▶ [Your task]
Duplicate the data below line for line, omitting the pictures.

(Contour labeling data)
>>>
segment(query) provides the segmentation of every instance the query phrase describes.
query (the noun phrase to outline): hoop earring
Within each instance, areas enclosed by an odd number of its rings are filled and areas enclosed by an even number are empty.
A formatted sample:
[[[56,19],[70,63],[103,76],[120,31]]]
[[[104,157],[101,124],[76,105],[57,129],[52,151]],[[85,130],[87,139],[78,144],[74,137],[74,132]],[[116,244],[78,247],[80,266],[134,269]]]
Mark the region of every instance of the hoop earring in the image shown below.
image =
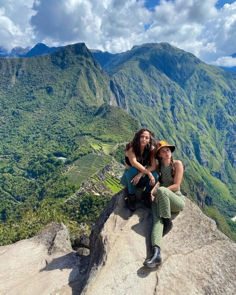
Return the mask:
[[[148,148],[147,146],[148,145]],[[148,142],[148,145],[145,145],[145,148],[150,148],[150,144],[149,143],[149,142]]]

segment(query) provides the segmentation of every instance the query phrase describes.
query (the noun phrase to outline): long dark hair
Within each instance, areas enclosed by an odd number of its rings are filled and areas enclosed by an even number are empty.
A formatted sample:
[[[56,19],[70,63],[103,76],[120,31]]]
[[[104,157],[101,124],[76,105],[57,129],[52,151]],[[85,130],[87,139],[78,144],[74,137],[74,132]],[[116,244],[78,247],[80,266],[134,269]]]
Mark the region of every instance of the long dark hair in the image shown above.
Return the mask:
<<<
▶ [Task output]
segment(query) provides the segmentation of every instance the query phrase describes.
query (the noun phrase to outline): hoop earring
Within each instance, areas enclosed by an odd number of its rings are filled and areas enclosed by an even number are empty.
A formatted sample:
[[[56,19],[70,63],[103,76],[120,31]]]
[[[104,157],[101,124],[76,105],[57,129],[52,151]],[[85,130],[87,139],[78,144],[74,137],[74,132]],[[116,244],[78,247],[80,266],[134,269]]]
Mark the region of every instance of the hoop earring in the image shown below.
image =
Return the mask:
[[[148,148],[147,146],[148,145]],[[148,142],[148,145],[145,145],[145,148],[150,148],[150,144],[149,143],[149,142]]]

segment(query) provides the segmentation of every instance the query phrase describes.
query (the noun phrase to outline): long dark hair
Within each instance, areas enclosed by an odd number of its rings are filled and areas enclosed by an even number are empty.
A formatted sample:
[[[56,19],[70,63],[103,76],[120,31]]]
[[[104,157],[101,124],[76,105],[57,129],[52,151]],[[85,130],[87,139],[78,144],[74,137],[74,132]],[[116,244],[78,247],[80,266],[134,269]]]
Mark the region of every instance of the long dark hair in the image shown above.
Return the mask:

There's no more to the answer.